WHAT TO PRODUCE -
Go to the line in the entries below that holds "Target: gray house siding" and repeat exactly from there through the line that holds "Locate every instance of the pink tutu", inclusive.

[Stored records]
◇ ◇ ◇
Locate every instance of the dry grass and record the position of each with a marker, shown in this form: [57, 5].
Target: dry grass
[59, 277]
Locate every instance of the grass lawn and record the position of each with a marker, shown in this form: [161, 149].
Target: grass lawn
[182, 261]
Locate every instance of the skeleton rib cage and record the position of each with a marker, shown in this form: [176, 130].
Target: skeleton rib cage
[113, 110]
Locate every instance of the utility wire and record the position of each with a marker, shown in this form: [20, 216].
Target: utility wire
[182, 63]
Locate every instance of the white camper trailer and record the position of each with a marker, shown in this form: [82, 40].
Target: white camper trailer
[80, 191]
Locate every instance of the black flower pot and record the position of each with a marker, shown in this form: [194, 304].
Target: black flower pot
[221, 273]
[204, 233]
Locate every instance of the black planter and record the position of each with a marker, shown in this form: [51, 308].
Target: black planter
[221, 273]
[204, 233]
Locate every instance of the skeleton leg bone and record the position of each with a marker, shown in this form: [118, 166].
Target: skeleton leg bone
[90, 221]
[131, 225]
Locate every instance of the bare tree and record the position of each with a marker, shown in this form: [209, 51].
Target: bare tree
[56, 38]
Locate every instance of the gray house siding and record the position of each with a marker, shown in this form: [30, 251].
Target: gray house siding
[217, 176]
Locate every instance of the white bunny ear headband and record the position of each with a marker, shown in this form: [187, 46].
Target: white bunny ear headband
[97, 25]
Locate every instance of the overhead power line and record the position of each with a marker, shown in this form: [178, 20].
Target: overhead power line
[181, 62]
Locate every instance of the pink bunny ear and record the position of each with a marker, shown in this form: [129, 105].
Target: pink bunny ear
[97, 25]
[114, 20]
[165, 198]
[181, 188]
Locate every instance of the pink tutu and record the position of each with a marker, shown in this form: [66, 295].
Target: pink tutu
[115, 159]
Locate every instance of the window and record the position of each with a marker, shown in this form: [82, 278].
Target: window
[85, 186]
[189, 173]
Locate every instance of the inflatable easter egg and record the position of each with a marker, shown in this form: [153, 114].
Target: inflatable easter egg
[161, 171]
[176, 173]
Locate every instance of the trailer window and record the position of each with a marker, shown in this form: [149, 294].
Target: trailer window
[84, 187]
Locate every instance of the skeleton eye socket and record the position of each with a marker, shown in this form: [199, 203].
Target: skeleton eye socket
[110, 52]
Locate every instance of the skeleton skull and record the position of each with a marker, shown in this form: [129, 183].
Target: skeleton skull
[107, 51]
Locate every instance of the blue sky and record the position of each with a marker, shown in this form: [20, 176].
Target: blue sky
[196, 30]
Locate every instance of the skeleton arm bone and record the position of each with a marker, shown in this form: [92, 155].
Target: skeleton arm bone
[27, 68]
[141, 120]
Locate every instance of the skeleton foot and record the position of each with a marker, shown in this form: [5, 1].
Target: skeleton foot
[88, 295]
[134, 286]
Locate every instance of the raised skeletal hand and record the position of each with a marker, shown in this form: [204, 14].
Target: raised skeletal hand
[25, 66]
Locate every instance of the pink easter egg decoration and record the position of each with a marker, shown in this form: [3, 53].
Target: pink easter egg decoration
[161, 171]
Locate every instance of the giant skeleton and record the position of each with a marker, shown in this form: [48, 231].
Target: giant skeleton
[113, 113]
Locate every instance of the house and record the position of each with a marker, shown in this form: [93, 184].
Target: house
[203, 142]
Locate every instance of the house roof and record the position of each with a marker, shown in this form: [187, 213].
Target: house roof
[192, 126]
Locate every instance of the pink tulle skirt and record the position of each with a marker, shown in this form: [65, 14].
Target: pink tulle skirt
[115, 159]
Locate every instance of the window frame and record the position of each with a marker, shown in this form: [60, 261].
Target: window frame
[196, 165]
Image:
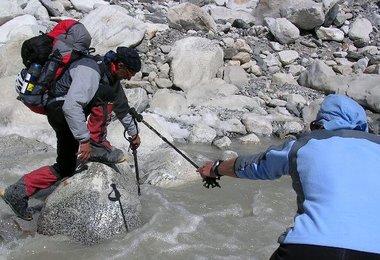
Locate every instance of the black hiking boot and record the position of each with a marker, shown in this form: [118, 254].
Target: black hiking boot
[17, 202]
[101, 153]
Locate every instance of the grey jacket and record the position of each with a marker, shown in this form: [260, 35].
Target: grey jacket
[81, 87]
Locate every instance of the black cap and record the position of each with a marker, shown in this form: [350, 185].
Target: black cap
[129, 57]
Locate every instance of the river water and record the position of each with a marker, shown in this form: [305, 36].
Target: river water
[240, 220]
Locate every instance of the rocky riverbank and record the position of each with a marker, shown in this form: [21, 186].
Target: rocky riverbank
[223, 68]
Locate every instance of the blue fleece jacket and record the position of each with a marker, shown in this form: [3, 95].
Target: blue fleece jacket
[335, 175]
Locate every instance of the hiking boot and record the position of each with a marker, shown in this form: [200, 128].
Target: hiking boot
[17, 203]
[103, 154]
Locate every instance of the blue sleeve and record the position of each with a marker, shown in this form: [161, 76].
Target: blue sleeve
[269, 165]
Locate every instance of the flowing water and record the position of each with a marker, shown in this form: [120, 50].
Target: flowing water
[241, 220]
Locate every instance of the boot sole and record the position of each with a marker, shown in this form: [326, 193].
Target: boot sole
[124, 158]
[2, 195]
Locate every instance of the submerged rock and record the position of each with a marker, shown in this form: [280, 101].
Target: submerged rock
[80, 207]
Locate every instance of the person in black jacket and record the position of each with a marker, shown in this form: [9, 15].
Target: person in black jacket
[85, 84]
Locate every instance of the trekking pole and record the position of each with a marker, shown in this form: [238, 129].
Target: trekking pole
[134, 152]
[117, 198]
[209, 181]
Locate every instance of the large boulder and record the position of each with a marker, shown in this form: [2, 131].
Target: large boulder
[111, 26]
[194, 60]
[81, 209]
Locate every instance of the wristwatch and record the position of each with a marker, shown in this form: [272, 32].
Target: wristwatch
[215, 166]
◇ ◇ ◇
RESULT BELOW -
Target: gray house siding
[217, 176]
Locate every instance of the white bunny ear headband and record the position of each with a marker, shown in this form: [187, 46].
Target: white bunny ear headband
[97, 25]
Locate every instance of the overhead power line and record the position of each with a marker, shown in this form: [178, 20].
Target: overhead power line
[181, 62]
Locate every instance of the pink bunny ear and record the position of each with a marker, shown in this form: [129, 105].
Target: pink bunny ear
[97, 25]
[114, 20]
[165, 198]
[181, 188]
Locate every instance of the pink tutu and record the position of each with a marker, shown in this form: [66, 295].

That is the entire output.